◆ What is asked
Please edit the entries from the line holding "Where can the mountain" through the last entry, inclusive, replacing "component" with "module" and leaving everything else unchanged. Omit the pictures from your answer.

◆ Data to use
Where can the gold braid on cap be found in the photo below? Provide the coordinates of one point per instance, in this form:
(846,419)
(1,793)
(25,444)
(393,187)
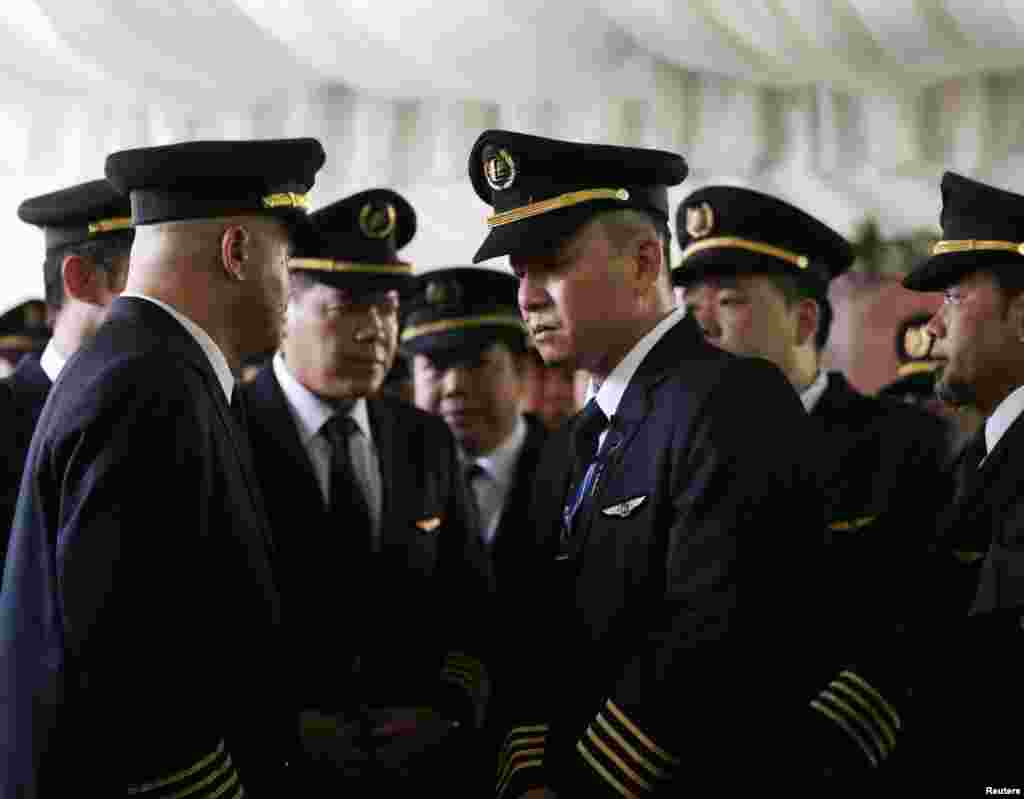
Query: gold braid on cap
(286,200)
(109,225)
(970,245)
(444,325)
(800,261)
(329,264)
(562,201)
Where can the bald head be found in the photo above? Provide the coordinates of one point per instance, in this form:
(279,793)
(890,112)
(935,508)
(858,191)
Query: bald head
(229,276)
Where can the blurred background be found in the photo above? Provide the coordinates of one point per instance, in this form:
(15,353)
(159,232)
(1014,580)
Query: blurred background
(851,109)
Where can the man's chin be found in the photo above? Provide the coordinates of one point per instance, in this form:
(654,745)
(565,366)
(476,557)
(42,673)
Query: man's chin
(953,391)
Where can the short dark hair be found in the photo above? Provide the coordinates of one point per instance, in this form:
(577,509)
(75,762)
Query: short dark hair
(299,283)
(795,288)
(1010,280)
(622,223)
(100,251)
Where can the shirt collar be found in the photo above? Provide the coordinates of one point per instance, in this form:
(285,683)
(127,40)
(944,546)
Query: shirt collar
(209,346)
(500,463)
(613,388)
(1003,417)
(51,362)
(810,395)
(310,411)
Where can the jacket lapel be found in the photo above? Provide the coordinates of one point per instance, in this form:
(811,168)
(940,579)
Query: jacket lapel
(269,406)
(382,421)
(633,412)
(965,526)
(179,341)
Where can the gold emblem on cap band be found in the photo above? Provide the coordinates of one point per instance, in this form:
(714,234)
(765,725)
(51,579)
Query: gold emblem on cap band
(108,225)
(286,200)
(445,325)
(329,264)
(916,367)
(378,221)
(800,261)
(562,201)
(17,342)
(699,220)
(969,245)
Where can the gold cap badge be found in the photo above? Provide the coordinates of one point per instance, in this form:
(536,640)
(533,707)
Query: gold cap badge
(916,342)
(499,168)
(699,220)
(443,293)
(378,221)
(34,316)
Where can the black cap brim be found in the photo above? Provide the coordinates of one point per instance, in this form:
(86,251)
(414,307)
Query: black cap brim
(462,343)
(732,262)
(919,384)
(941,271)
(540,234)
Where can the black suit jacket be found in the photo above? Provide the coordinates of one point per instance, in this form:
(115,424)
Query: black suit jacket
(513,549)
(972,701)
(643,672)
(138,616)
(383,632)
(23,395)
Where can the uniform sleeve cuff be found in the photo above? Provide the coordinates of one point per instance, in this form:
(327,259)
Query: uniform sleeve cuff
(469,678)
(623,756)
(520,763)
(867,720)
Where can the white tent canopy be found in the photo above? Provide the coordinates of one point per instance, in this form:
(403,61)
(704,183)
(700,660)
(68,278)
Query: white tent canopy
(850,108)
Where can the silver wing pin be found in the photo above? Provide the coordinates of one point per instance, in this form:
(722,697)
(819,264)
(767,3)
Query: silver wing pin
(623,509)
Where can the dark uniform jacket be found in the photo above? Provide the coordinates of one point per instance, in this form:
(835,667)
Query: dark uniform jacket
(642,671)
(513,548)
(973,700)
(884,471)
(406,627)
(23,395)
(138,616)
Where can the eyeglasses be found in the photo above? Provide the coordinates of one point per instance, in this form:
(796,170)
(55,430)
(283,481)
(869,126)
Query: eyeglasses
(952,297)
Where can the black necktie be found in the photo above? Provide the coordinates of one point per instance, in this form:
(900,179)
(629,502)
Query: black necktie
(588,431)
(970,463)
(471,471)
(347,503)
(239,410)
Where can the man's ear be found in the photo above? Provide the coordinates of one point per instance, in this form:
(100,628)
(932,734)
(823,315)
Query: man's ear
(80,279)
(649,258)
(236,244)
(1016,316)
(807,321)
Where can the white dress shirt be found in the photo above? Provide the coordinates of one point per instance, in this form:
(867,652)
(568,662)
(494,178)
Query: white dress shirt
(613,388)
(492,488)
(810,395)
(1003,417)
(208,345)
(310,413)
(51,362)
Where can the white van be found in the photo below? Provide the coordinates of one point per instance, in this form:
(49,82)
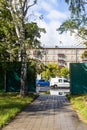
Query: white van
(59,82)
(59,86)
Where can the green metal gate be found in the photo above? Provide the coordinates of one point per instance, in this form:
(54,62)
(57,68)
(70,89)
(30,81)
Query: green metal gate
(78,78)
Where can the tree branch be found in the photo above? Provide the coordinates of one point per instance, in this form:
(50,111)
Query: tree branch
(25,12)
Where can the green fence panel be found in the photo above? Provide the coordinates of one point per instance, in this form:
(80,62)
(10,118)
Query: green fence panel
(78,78)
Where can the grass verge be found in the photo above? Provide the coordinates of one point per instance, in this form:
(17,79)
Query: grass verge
(11,104)
(79,103)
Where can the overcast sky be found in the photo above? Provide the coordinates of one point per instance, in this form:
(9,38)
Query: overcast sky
(54,13)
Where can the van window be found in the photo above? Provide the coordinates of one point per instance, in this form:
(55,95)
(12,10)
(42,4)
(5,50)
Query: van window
(65,80)
(60,80)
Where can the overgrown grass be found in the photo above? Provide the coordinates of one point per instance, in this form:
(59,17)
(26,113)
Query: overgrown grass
(11,104)
(80,105)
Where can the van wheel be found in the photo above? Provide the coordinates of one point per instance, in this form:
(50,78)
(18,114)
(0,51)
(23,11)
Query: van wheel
(55,86)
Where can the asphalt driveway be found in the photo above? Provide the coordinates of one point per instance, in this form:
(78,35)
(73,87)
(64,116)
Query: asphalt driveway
(47,113)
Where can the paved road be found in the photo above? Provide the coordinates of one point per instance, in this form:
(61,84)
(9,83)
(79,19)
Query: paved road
(47,113)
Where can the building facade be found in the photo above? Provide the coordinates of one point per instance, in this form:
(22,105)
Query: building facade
(62,56)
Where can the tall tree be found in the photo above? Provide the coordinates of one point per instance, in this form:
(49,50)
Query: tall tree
(18,9)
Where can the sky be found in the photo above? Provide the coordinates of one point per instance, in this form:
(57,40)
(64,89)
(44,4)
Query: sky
(50,14)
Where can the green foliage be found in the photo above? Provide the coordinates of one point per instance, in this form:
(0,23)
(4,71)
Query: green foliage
(11,104)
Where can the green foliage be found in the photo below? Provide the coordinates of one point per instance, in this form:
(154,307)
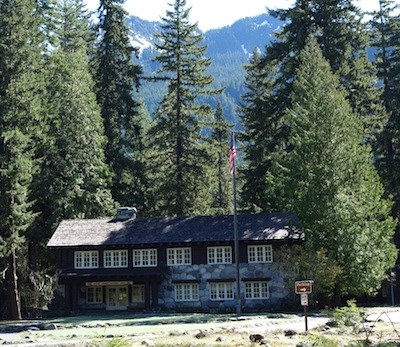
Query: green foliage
(386,30)
(319,341)
(179,160)
(20,125)
(346,316)
(114,342)
(262,135)
(116,77)
(221,181)
(299,263)
(329,180)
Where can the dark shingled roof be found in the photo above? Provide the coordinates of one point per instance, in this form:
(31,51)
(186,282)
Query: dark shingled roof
(167,230)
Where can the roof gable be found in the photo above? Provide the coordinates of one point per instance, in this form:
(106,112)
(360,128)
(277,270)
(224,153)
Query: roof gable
(167,230)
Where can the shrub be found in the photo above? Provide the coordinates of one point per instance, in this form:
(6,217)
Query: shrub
(319,341)
(349,315)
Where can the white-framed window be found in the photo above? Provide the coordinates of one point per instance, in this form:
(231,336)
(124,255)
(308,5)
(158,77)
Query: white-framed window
(186,292)
(138,293)
(86,259)
(221,290)
(219,255)
(94,295)
(145,257)
(256,290)
(117,258)
(179,256)
(260,254)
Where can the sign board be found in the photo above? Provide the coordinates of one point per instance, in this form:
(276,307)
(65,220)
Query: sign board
(108,283)
(303,287)
(304,299)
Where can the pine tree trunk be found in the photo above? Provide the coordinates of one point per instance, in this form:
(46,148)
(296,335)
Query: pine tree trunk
(14,304)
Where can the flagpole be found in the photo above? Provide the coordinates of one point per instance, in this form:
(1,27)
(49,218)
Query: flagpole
(235,229)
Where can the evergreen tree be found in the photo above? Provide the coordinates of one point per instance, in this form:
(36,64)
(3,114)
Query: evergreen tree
(116,77)
(343,39)
(329,180)
(221,184)
(262,135)
(20,92)
(74,180)
(180,160)
(386,35)
(78,177)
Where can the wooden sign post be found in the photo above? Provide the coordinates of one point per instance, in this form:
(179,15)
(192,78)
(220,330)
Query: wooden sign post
(304,288)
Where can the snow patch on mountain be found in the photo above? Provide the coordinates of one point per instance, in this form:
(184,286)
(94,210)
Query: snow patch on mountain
(140,42)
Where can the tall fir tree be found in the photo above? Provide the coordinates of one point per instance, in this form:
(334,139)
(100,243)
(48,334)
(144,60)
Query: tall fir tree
(263,133)
(329,180)
(78,177)
(116,77)
(74,181)
(221,179)
(20,109)
(343,38)
(386,34)
(180,161)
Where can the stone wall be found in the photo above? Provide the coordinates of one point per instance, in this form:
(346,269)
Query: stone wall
(203,274)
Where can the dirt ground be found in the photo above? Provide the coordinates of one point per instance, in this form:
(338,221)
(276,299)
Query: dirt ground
(381,326)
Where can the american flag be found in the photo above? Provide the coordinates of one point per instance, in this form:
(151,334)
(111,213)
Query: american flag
(232,155)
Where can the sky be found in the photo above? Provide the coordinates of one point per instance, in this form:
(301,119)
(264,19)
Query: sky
(212,14)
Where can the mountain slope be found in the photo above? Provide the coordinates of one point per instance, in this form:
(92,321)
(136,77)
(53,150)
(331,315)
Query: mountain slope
(229,49)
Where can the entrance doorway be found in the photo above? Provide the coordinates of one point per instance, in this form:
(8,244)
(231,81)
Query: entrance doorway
(117,298)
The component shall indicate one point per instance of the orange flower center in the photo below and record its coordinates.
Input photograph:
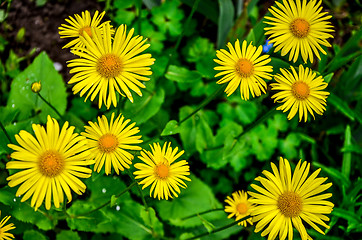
(300, 28)
(300, 90)
(244, 67)
(108, 143)
(242, 208)
(162, 171)
(51, 163)
(87, 29)
(109, 65)
(290, 204)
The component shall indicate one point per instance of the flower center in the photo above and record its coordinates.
(108, 143)
(300, 90)
(87, 29)
(109, 65)
(162, 170)
(300, 28)
(242, 208)
(51, 163)
(244, 67)
(290, 204)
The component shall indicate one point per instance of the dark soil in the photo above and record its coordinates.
(41, 27)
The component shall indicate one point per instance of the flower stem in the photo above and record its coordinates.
(51, 106)
(219, 229)
(139, 189)
(106, 203)
(201, 213)
(5, 132)
(204, 103)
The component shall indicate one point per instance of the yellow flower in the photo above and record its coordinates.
(108, 142)
(160, 170)
(300, 92)
(299, 28)
(51, 163)
(3, 229)
(239, 206)
(80, 25)
(243, 67)
(107, 66)
(284, 200)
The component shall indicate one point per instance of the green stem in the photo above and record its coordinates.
(248, 128)
(204, 103)
(6, 133)
(139, 8)
(139, 189)
(51, 106)
(201, 213)
(219, 229)
(106, 203)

◆ Answer for this exercise
Where can the mountain slope be found in the photo above? Provide the coordinates of one point per instance, in this form:
(92,321)
(136,77)
(53,150)
(331,315)
Query: mountain slope
(229,49)
Where can the entrance doorway be found in the photo above? Provide the coordinates of one point per instance, in this form:
(8,244)
(231,81)
Query: entrance doorway
(117,298)
The module shall indicate one point per instance of the orange flower center in the photo below and record its coordinates.
Input photograph:
(300, 28)
(300, 90)
(244, 67)
(108, 143)
(242, 208)
(162, 171)
(51, 163)
(87, 29)
(109, 65)
(290, 204)
The module shall indicate one point per instance of the flower center in the photo above and record its coordinates.
(108, 143)
(300, 90)
(87, 29)
(109, 65)
(162, 170)
(300, 28)
(242, 208)
(51, 163)
(244, 67)
(290, 204)
The module shall indicate one point per instance of the dark soil in the photo above and record its coordinates.
(41, 27)
The module shall indicate one point per instance of the flower stem in the photo above and record its coordinates.
(51, 106)
(219, 229)
(139, 189)
(106, 203)
(201, 213)
(5, 132)
(204, 103)
The module shall indicate one point per instance of the yellow flower in the photo above and record its coordinates.
(108, 142)
(160, 170)
(300, 92)
(299, 28)
(51, 163)
(3, 229)
(239, 206)
(80, 25)
(243, 67)
(107, 66)
(284, 200)
The module shall indicate one point per instance of the green stem in the photo above and record its coordinates.
(248, 128)
(204, 103)
(6, 133)
(139, 8)
(139, 189)
(51, 106)
(201, 213)
(219, 229)
(106, 203)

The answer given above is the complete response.